[Lines of data]

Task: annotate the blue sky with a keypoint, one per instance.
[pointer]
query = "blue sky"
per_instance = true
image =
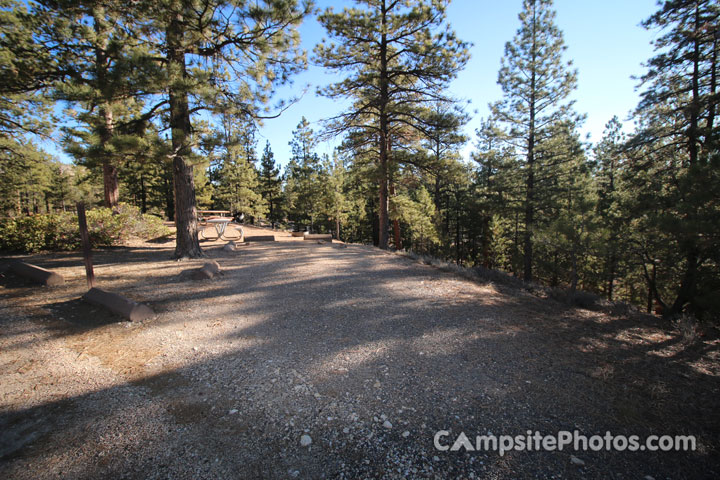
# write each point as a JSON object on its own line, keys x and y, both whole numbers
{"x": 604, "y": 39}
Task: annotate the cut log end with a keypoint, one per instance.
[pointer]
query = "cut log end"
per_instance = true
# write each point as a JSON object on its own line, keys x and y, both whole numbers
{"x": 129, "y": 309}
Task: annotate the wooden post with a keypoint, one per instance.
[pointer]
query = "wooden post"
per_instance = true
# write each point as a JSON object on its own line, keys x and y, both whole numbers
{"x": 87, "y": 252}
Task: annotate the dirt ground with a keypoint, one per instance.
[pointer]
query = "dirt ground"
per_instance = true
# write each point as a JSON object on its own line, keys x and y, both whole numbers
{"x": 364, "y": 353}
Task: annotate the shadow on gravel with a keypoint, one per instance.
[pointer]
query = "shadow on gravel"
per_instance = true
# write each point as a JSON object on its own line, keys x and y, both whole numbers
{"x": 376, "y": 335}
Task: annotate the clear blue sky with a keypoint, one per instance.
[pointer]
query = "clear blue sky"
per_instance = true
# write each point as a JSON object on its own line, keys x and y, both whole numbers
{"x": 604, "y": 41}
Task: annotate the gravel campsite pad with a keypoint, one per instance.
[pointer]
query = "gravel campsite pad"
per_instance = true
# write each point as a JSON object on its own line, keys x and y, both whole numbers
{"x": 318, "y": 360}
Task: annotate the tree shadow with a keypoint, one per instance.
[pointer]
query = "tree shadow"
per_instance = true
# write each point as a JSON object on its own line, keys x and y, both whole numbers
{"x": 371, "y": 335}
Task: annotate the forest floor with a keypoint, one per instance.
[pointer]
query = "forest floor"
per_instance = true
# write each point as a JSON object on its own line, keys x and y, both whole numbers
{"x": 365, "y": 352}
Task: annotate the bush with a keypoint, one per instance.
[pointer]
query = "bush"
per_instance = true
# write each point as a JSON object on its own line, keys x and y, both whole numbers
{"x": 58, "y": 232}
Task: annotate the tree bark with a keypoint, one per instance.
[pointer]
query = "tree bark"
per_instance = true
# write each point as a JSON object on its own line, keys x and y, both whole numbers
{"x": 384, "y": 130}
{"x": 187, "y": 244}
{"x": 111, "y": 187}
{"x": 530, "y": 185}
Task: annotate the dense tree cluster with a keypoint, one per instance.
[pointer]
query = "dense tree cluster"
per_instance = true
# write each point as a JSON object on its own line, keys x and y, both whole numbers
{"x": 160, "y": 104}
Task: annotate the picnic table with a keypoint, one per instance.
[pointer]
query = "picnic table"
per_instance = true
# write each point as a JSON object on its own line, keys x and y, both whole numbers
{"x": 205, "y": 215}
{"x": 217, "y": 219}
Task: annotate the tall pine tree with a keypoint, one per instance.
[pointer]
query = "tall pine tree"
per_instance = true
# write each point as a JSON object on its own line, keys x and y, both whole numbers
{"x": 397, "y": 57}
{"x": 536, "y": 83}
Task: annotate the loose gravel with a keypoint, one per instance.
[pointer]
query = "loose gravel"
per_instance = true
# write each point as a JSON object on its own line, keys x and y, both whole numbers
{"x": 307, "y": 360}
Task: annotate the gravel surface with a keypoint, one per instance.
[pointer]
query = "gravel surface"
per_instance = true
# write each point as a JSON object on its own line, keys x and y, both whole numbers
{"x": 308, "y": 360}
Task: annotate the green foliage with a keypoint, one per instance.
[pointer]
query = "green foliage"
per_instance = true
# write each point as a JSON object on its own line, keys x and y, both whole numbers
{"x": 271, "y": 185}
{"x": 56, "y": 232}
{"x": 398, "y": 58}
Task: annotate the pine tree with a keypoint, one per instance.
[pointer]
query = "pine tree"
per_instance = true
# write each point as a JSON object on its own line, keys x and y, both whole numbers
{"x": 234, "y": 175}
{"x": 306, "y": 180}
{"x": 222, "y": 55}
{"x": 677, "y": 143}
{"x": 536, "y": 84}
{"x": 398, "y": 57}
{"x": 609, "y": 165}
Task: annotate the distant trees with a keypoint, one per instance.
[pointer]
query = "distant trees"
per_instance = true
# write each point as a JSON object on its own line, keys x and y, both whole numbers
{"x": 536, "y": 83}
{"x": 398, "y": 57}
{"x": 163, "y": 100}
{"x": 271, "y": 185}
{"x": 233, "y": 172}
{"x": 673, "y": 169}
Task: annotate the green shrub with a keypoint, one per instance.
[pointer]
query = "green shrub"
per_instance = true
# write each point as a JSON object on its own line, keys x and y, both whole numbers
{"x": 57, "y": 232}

AIM OF THE EXERCISE.
From the line containing "Task: annotate the pine" through the final line of the listing above, retype every line exactly; leave out everything else.

TASK RESULT.
Task: annotate the pine tree with a keypoint, one per instance.
[pointer]
query = "pine tree"
per_instance = true
# write each point as a JSON object on its own line, keys x and y, both whole numbers
{"x": 234, "y": 175}
{"x": 306, "y": 180}
{"x": 222, "y": 55}
{"x": 677, "y": 143}
{"x": 536, "y": 84}
{"x": 398, "y": 57}
{"x": 609, "y": 165}
Task: annotate the distant trees with a keypoint, one per instance.
[pointer]
query = "distant trees"
per_instance = true
# write each point as a JSON object on its own line, keys x and y, both whole numbers
{"x": 536, "y": 83}
{"x": 398, "y": 57}
{"x": 163, "y": 100}
{"x": 271, "y": 185}
{"x": 233, "y": 172}
{"x": 673, "y": 169}
Task: annotate the green shrub with a keypoint, one per instance.
[pointer]
query = "green shrub"
per_instance = true
# write each point as a JSON object on its own line, keys x and y, both whole numbers
{"x": 57, "y": 232}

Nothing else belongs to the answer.